MarkTechPost • 66일 전

마이크로소프트, 코드로 브라우저 제어하는 오픈소스 웹 에이전트 '웹라이트' 공개

IMP

8/10

핵심 요약

마이크로소프트 리서치가 기존의 스크린샷이나 DOM 기반의 단편적인 클릭 방식을 벗어나, 에이전트가 터미널 환경에서 직접 코드를 작성해 브라우저를 제어하는 새로운 프레임워크 '웹라이트(Webwright)'를 오픈소스로 공개했습니다. 이 방식은 자동화 스크립트를 작성하는 개발자의 방식과 유사하며, 복잡한 다단계 웹 상호작용을 압축적인 코드로 처리할 수 있게 해줍니다. 오디세이(Odysseys) 벤치마크에서 기존 기본 GPT-4o 대비 성능을 크게 끌어올리며, 코드 생성 및 디버깅 능력이 뛰어난 최신 LLM의 강점을 극대화한 접근법으로 주목받습니다.

번역된 본문

오늘날 대부분의 웹 에이전트는 한 번에 하나의 동작으로 브라우저를 구동합니다. 모델은 스크린샷이나 DOM 텍스트 형태의 현재 페이지 상태를 수신하고, 다음 클릭, 키 입력 또는 스크롤을 예측합니다. 언어 모델의 추론 능력이 제한적이었을 때는 이러한 '단일 동작 기반' 설계가 타당했습니다. 하지만 모델이 코드 작성 및 디버깅 능력이 향상됨에 따라, 이 경직된 루프는 더 이상 도움이 되는 구조가 아니라 제약 조건이 되어버렸습니다.

마이크로소프트 리서치의 AI 프론티어(AI Frontiers) 연구소는 다른 접근 방식을 고안했습니다. 이들의 새로운 오픈소스 프레임워크인 웹라이트(Webwright)는 상태 저장 브라우저 세션 대신 에이전트에 터미널을 제공합니다. 에이전트는 브라우저를 제어하기 위해 플레이라이트(Playwright) 코드를 작성하고, 배시(Bash) 명령을 실행하며, 로그를 검사하고 스크립트를 반복적으로 다듬습니다. 플레이라이트 역시 마이크로소프트에서 개발한 오픈소스 브라우저 자동화 라이브러리로, Chromium, Firefox, WebKit 브라우저의 프로그래밍 방식 제어를 지원합니다.

웹라이트의 차별점 웹라이트는 에이전트와 브라우저를 분리하고, 브라우저를 에이전트가 프로그램을 개발하는 동안 실행하고 검사한 후 버릴 수 있는 대상으로 취급합니다. 여기서 지속되는 결과물은 브라우저 세션이 아니라 로컬 작업 공간의 코드와 로그입니다. 이는 개발자가 RPA(로봇 프로세스 자동화) 스크립트를 작성할 때 사용하는 것과 동일한 모델입니다. 매번 사이트를 수동으로 클릭하는 대신 스크립트를 한 번만 작성하는 것이죠. 그 스크립트는 재실행, 수정 및 공유가 가능합니다. 웹라이트는 이 개념을 LLM 기반 에이전트에 적용합니다.

- **과제**
다음 (a), (b), (c)는 웹라이트 기사 내용과 일치합니까? 각각 예 또는 아니요로 답하고, 판단의 근거가 되는 기사 문구를 그대로 인용하세요.
(a) 웹라이트는 에이전트에게 상태 저장 브라우저 세션 대신 터미널을 제공한다.
(b) 웹라이트에서 지속되는 결과물은 브라우저 세션이다.
(c) 플레이라이트는 Chromium과 Firefox 두 브라우저만 제어할 수 있다.
웹라이트 기사의 내용만 근거로 삼으세요.

- **기록 데이터**

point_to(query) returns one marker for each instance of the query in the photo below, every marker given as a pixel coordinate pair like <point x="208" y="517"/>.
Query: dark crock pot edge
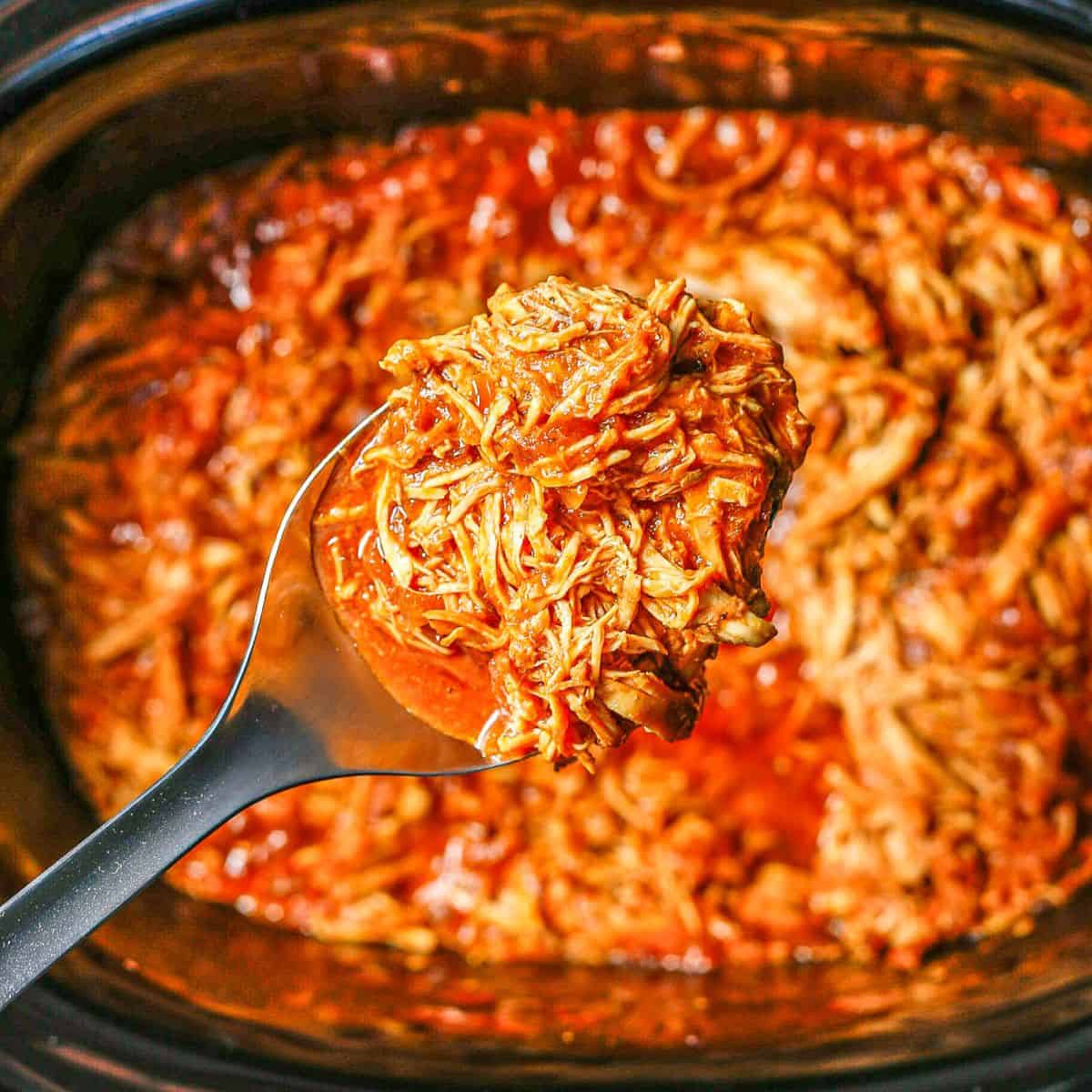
<point x="49" y="1043"/>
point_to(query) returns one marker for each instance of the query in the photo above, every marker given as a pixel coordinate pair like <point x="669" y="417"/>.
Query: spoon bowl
<point x="304" y="707"/>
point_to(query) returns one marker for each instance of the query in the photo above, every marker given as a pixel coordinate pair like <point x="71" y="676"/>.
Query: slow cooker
<point x="102" y="104"/>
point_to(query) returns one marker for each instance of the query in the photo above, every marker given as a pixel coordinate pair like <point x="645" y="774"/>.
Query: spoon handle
<point x="244" y="757"/>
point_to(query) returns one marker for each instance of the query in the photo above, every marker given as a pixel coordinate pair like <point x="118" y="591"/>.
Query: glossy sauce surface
<point x="906" y="763"/>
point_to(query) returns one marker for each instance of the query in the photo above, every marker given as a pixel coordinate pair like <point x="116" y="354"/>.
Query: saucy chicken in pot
<point x="561" y="516"/>
<point x="905" y="763"/>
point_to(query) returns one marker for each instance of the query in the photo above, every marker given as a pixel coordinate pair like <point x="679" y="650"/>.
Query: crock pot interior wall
<point x="79" y="161"/>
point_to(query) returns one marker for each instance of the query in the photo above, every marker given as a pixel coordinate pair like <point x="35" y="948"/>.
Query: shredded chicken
<point x="577" y="485"/>
<point x="907" y="763"/>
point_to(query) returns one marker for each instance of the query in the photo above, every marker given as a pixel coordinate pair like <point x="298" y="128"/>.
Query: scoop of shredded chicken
<point x="577" y="485"/>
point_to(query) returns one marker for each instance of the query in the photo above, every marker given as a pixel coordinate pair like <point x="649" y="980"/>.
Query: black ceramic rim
<point x="49" y="1043"/>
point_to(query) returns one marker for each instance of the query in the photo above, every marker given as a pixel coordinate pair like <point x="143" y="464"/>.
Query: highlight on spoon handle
<point x="233" y="765"/>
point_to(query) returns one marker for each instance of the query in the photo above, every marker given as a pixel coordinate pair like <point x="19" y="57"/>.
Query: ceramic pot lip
<point x="47" y="1040"/>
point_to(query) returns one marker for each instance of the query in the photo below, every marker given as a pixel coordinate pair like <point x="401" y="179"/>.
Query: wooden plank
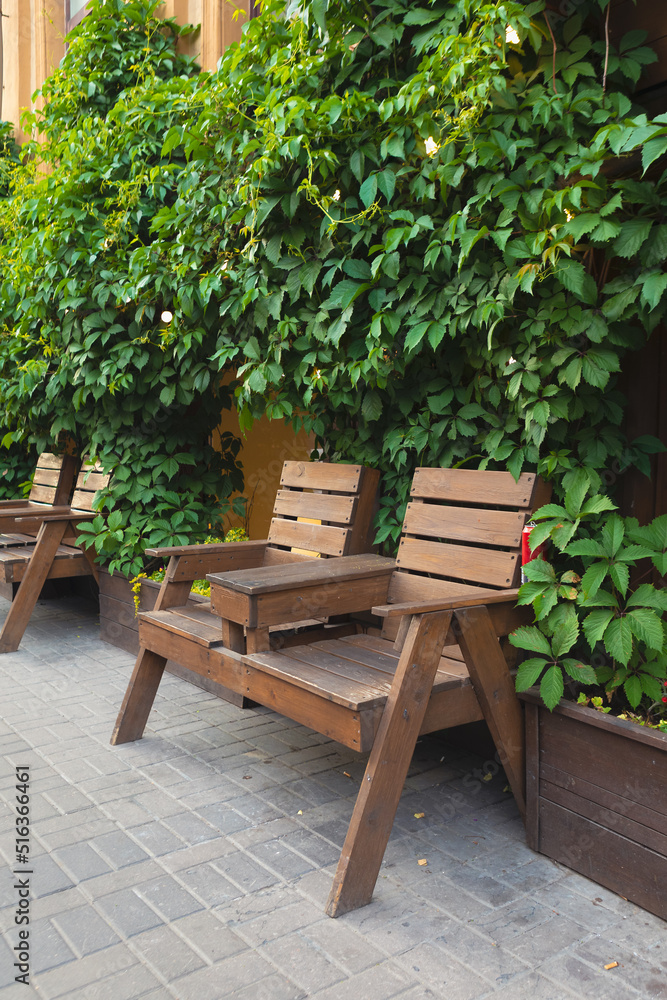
<point x="321" y="506"/>
<point x="382" y="784"/>
<point x="47" y="460"/>
<point x="492" y="567"/>
<point x="465" y="524"/>
<point x="532" y="724"/>
<point x="329" y="540"/>
<point x="195" y="631"/>
<point x="473" y="485"/>
<point x="321" y="476"/>
<point x="42" y="494"/>
<point x="494" y="687"/>
<point x="46" y="477"/>
<point x="319" y="601"/>
<point x="625" y="822"/>
<point x="609" y="859"/>
<point x="306" y="573"/>
<point x="199" y="564"/>
<point x="611" y="724"/>
<point x="635" y="775"/>
<point x="36" y="573"/>
<point x="328" y="718"/>
<point x="330" y="687"/>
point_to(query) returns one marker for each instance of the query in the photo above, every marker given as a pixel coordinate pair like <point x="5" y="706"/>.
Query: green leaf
<point x="531" y="638"/>
<point x="595" y="624"/>
<point x="633" y="690"/>
<point x="368" y="190"/>
<point x="647" y="627"/>
<point x="618" y="640"/>
<point x="528" y="673"/>
<point x="633" y="234"/>
<point x="552" y="687"/>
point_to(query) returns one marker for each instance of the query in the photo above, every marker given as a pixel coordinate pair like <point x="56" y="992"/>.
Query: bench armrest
<point x="292" y="592"/>
<point x="194" y="562"/>
<point x="474" y="598"/>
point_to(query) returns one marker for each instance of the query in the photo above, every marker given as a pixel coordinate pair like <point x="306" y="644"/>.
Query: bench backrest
<point x="462" y="531"/>
<point x="91" y="478"/>
<point x="322" y="509"/>
<point x="53" y="479"/>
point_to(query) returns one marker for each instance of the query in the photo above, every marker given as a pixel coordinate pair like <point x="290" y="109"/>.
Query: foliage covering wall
<point x="83" y="354"/>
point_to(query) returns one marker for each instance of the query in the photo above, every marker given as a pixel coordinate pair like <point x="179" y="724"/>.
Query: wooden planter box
<point x="119" y="625"/>
<point x="596" y="791"/>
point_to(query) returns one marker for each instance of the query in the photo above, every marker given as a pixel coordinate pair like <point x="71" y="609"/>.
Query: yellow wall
<point x="265" y="447"/>
<point x="33" y="46"/>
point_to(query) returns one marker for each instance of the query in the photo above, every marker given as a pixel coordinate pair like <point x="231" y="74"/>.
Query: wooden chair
<point x="340" y="497"/>
<point x="50" y="552"/>
<point x="453" y="587"/>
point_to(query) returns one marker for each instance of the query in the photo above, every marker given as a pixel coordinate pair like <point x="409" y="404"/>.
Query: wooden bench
<point x="452" y="588"/>
<point x="48" y="551"/>
<point x="341" y="500"/>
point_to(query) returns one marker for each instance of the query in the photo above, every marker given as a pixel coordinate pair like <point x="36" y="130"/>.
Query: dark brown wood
<point x="600" y="798"/>
<point x="494" y="687"/>
<point x="41" y="559"/>
<point x="388" y="765"/>
<point x="467" y="524"/>
<point x="321" y="476"/>
<point x="470" y="485"/>
<point x="532" y="777"/>
<point x="328" y="507"/>
<point x="139" y="697"/>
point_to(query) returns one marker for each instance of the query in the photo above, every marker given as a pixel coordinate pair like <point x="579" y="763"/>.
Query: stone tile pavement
<point x="195" y="864"/>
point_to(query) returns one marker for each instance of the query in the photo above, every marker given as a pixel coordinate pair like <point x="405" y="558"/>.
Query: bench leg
<point x="495" y="692"/>
<point x="388" y="764"/>
<point x="48" y="539"/>
<point x="139" y="697"/>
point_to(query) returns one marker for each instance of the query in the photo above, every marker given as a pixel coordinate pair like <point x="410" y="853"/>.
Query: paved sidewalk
<point x="195" y="864"/>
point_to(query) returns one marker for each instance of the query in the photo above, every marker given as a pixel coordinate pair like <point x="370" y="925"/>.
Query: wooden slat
<point x="488" y="527"/>
<point x="306" y="573"/>
<point x="49" y="461"/>
<point x="322" y="538"/>
<point x="184" y="625"/>
<point x="42" y="494"/>
<point x="46" y="477"/>
<point x="494" y="567"/>
<point x="337" y="722"/>
<point x="347" y="692"/>
<point x="567" y="838"/>
<point x="644" y="826"/>
<point x="321" y="476"/>
<point x="472" y="486"/>
<point x="321" y="506"/>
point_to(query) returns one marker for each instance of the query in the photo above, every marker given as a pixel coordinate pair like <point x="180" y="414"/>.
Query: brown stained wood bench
<point x="436" y="662"/>
<point x="341" y="497"/>
<point x="51" y="553"/>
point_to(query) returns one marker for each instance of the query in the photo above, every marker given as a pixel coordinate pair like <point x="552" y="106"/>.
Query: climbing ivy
<point x="84" y="298"/>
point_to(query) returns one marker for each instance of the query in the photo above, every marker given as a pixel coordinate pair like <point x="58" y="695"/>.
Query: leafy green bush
<point x="87" y="349"/>
<point x="601" y="621"/>
<point x="407" y="224"/>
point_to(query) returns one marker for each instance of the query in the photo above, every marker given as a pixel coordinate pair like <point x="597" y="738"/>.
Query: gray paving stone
<point x="85" y="931"/>
<point x="169" y="898"/>
<point x="118" y="849"/>
<point x="302" y="963"/>
<point x="128" y="913"/>
<point x="166" y="952"/>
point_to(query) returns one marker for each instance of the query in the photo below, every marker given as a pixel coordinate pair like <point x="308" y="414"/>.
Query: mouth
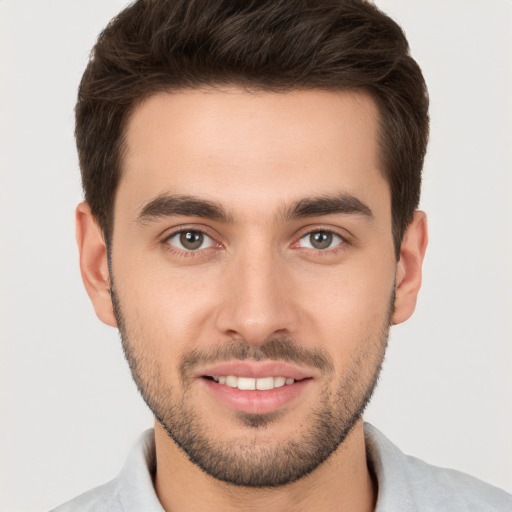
<point x="252" y="383"/>
<point x="255" y="387"/>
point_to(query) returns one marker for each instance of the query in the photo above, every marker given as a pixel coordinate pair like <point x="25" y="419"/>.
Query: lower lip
<point x="255" y="401"/>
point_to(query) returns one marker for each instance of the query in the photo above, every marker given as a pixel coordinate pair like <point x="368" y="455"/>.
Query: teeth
<point x="249" y="383"/>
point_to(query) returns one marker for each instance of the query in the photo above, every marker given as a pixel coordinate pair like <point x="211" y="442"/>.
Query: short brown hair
<point x="274" y="45"/>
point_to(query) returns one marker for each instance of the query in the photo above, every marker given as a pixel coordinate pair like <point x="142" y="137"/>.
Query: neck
<point x="341" y="483"/>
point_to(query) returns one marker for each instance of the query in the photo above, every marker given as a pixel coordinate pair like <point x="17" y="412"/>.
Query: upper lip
<point x="254" y="369"/>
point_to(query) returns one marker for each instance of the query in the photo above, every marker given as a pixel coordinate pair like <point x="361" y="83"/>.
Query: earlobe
<point x="94" y="263"/>
<point x="409" y="268"/>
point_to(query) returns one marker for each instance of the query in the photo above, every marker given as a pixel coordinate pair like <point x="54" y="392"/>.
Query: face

- **풀이**
(a) 예: "상태 저장 브라우저 세션 대신 에이전트에 터미널을 제공합니다"
(b) 아니요: "여기서 지속되는 결과물은 브라우저 세션이 아니라 로컬 작업 공간의 코드와 로그입니다"
(c) 아니요: "Chromium, Firefox, WebKit 브라우저의 프로그래밍 방식 제어를 지원합니다"